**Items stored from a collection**
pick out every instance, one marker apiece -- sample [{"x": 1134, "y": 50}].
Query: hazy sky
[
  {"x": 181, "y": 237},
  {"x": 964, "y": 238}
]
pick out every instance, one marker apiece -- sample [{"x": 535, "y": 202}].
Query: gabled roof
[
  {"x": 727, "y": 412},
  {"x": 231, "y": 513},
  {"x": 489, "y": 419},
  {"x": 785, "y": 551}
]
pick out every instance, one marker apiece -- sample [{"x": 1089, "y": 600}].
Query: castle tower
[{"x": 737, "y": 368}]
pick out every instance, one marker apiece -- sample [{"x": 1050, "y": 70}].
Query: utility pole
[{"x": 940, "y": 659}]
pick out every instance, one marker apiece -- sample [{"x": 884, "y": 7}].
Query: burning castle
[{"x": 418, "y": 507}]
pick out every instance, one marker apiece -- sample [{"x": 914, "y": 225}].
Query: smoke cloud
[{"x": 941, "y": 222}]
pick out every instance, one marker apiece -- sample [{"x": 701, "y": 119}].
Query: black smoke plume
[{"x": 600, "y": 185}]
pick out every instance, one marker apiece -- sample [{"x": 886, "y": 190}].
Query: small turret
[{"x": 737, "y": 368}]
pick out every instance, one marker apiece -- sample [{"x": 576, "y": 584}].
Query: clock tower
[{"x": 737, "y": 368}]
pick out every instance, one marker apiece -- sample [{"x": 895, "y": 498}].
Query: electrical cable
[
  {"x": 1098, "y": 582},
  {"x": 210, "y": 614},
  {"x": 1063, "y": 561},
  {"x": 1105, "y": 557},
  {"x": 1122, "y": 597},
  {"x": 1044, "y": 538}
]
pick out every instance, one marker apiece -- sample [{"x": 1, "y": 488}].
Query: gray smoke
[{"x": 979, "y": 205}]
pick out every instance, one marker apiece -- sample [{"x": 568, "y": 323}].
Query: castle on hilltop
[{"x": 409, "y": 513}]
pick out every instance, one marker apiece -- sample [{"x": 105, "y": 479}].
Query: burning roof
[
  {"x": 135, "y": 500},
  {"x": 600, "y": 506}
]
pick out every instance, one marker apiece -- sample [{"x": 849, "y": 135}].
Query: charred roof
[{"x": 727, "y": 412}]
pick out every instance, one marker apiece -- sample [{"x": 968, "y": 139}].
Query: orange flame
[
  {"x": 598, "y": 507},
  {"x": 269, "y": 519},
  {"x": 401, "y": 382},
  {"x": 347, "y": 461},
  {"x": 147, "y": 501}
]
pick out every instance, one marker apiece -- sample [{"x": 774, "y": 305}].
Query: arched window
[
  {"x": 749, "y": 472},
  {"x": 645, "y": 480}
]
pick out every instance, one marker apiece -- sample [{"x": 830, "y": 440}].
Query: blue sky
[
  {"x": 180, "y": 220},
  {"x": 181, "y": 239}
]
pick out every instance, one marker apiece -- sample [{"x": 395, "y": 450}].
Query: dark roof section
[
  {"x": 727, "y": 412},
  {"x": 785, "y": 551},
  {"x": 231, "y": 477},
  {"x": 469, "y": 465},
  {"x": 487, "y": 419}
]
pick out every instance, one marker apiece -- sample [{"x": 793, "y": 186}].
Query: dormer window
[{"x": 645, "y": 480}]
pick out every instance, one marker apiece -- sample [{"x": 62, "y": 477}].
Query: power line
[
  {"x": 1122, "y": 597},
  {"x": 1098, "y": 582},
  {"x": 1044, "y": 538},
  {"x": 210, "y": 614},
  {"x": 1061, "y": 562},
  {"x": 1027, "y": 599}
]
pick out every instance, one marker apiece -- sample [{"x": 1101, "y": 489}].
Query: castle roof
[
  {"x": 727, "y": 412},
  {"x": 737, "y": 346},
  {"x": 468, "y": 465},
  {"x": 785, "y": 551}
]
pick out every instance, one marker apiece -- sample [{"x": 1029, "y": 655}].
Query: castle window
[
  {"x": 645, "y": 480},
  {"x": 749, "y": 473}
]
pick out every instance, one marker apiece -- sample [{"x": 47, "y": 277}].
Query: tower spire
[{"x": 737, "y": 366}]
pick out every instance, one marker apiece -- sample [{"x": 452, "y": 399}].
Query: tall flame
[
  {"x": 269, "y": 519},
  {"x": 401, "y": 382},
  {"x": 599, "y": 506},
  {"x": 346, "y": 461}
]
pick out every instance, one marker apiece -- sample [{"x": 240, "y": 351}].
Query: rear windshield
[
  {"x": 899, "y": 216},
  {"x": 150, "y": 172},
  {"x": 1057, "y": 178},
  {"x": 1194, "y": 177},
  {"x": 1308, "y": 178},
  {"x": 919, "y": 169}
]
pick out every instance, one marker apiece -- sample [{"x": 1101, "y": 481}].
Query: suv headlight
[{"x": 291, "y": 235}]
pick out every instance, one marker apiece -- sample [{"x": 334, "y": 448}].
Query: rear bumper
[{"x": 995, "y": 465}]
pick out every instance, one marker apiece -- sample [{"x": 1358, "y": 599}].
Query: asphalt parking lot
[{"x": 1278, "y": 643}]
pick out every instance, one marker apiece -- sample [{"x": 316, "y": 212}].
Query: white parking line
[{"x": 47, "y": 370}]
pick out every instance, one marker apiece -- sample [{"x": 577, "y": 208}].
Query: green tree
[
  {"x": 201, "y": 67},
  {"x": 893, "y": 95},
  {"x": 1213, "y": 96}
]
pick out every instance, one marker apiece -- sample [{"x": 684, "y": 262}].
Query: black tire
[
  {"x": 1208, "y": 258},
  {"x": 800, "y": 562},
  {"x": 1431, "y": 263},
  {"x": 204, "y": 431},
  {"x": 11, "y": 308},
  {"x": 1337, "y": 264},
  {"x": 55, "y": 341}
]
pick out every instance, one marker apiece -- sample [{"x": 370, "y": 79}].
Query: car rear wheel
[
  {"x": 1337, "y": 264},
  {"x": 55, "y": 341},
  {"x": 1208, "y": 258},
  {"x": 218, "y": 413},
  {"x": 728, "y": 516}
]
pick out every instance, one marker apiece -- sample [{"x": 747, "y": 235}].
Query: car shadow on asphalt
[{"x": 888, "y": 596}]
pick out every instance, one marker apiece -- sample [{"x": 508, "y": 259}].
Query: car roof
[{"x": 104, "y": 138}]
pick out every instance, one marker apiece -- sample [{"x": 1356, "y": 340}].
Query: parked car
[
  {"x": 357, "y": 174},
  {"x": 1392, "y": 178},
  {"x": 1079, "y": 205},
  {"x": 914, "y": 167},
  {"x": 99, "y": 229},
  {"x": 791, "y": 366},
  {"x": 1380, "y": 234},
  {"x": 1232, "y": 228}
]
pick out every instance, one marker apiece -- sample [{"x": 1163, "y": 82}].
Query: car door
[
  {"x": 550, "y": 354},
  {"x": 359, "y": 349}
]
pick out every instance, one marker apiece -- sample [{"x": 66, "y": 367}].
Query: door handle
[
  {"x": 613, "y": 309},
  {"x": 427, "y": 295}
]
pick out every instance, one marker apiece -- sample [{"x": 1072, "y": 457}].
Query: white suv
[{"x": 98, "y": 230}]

**The task**
Pull out each line of the records above that contains the word "burning", and copy those lines.

**Worked solution**
Query: burning castle
Query: burning roof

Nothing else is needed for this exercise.